(Records from a point labeling set)

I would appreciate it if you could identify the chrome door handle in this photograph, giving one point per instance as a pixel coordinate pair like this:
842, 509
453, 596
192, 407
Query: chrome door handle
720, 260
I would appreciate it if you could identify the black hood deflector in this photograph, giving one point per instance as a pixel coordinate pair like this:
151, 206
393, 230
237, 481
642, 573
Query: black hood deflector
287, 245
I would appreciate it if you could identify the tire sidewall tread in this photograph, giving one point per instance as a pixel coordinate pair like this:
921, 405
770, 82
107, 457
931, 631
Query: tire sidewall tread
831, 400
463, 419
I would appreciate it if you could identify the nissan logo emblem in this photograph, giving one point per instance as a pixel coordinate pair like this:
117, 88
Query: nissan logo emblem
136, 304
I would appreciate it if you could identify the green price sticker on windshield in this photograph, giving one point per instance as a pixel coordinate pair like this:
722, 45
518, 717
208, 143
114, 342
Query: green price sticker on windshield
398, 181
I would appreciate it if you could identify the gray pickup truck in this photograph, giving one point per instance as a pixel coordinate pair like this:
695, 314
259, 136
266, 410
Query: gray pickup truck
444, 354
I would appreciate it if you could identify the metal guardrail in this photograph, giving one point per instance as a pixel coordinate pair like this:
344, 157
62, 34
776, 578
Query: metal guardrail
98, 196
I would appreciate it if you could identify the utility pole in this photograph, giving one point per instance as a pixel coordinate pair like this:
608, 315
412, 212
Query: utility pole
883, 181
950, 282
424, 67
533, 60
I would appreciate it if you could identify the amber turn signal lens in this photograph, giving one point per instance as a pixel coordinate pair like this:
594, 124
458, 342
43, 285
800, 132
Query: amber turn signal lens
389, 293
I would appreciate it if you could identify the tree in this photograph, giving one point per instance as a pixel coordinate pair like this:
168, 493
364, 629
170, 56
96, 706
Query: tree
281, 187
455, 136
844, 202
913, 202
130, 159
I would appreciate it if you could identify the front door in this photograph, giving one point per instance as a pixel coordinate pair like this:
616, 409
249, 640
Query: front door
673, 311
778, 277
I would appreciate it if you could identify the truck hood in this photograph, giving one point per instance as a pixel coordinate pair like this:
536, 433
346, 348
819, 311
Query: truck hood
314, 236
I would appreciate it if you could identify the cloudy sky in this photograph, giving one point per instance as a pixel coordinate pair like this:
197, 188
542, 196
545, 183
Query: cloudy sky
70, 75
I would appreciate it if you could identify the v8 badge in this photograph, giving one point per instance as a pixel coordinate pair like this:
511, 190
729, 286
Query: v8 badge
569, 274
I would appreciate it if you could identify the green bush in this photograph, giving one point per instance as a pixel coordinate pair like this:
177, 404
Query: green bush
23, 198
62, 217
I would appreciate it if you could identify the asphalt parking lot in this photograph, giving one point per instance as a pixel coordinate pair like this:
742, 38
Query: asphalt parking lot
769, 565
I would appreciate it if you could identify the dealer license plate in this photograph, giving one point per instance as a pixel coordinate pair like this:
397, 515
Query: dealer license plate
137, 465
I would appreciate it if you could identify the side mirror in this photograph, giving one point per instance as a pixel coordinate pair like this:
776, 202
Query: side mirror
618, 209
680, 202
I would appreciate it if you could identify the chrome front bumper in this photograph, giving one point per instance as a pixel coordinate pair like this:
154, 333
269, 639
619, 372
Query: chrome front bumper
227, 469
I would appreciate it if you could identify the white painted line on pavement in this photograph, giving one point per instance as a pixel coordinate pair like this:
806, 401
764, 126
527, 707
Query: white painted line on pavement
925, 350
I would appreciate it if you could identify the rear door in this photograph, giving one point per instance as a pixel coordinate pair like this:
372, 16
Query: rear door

#### [Directions for this task]
Give the entries again in full, exactly as they are written.

#### [The solution]
I would appreciate it if you could identify the chrome door handle in this photograph, giving one point per instance as a pixel coordinate pair like this:
842, 509
453, 596
192, 407
Query: chrome door handle
720, 260
I would appreciate it if you could identify the black hood deflector in this photograph, giving one point per instance as a pixel coordinate pair like this:
151, 206
393, 230
237, 481
642, 573
Query: black hood deflector
287, 245
I would appreciate it if you could identify the tire sidewall tread in this photograph, giving one point per instance as a pixel coordinate pair like this:
921, 405
770, 82
107, 457
931, 631
Query: tire sidewall tread
831, 400
463, 419
I would appreciate it if you could identify the nissan logo emblem in this photograph, giving one point per instance as a pixel coordinate pair like this:
117, 88
Query: nissan logo emblem
136, 304
I would appreciate it if you could identify the green price sticker on windshield in this photograph, giving one point per instance as a pixel coordinate pair like this:
722, 45
518, 717
208, 143
114, 342
Query: green price sticker on windshield
398, 181
I would appreciate it if you could identify the gray pickup truck in this photograph, giving one point per instance as a pixel coordinate pair like this:
695, 314
259, 136
266, 410
Query: gray pickup truck
444, 354
I would appreciate it if you could identify the metal guardrail in this photograph, giving one point per instance as a pixel coordinate pair like this:
344, 157
62, 34
776, 578
Query: metal guardrail
98, 196
I would appreciate it if you could identify the utility pole in this photograph, giving one point per instance as a pixel coordinate pair like this:
608, 315
412, 212
Query: utility pole
883, 181
950, 282
424, 67
533, 60
I would appreciate it if you could identify the amber turn signal lens in this photograph, giving one point per instance as a pixel coordinate pair like this:
594, 124
458, 342
43, 285
800, 132
Query: amber turn signal lens
389, 293
I would appreciate it if you could identify the tree in this photograph, giving one point per instance as a pixel coordinate pair like this:
168, 493
364, 629
170, 56
96, 706
Query: tree
281, 187
455, 136
844, 202
913, 202
130, 159
I would appreciate it if you could identify the front door in this photograph, giving one point per instance as a pixel coordinate pair like this:
616, 409
249, 640
Query: front door
673, 311
778, 277
I would appreciate it if you could identify the truck hood in this photograph, giving one point per instance as a pixel coordinate pair like this:
536, 433
346, 348
819, 311
Query: truck hood
314, 236
I would appreciate it if you could identify the cloudy sky in this photograph, giving one point per instance as a pixel coordinate pair like this:
197, 188
542, 196
545, 183
Query: cloudy sky
70, 75
I would appreciate it if you could identify the v8 badge in this photograph, giving one point per instance as a pixel coordinate pair like this:
511, 190
729, 286
Query: v8 badge
569, 274
I would appreciate it if you could identify the green bush in this photograph, giving one point per instance as a pixel coordinate pair like this:
177, 404
Query: green bush
23, 198
62, 217
I would appreciate it if you could identify the asphalt parking lot in this photograph, giving one point per instance as a pixel coordinate pair like this:
742, 38
Query: asphalt parking lot
769, 565
I would appreciate it if you could identify the dealer license plate in this photograph, giving one point per instance as a pixel coordinate pair like this:
397, 515
Query: dealer license plate
137, 465
I would appreciate it if you could identify the side mirror in this photograph, giving one point per instance as a pixel coordinate pair like this:
776, 202
Query: side mirror
618, 209
680, 202
I would appreciate it if you could identify the chrome front bumper in this photograph, giving one point per instance as a pixel coordinate pair like this:
154, 333
269, 639
619, 372
Query: chrome front bumper
227, 469
I would appreciate it if you could identify the white painted line on pavement in this photograph, giving one point per instance as a pixel coordinate pair like this:
806, 401
764, 126
527, 707
Query: white painted line on pavement
925, 350
I would appreciate it if you could identify the rear door in this photograph, giving one point per instance as a pixel coordinate pair like this:
372, 16
Query: rear door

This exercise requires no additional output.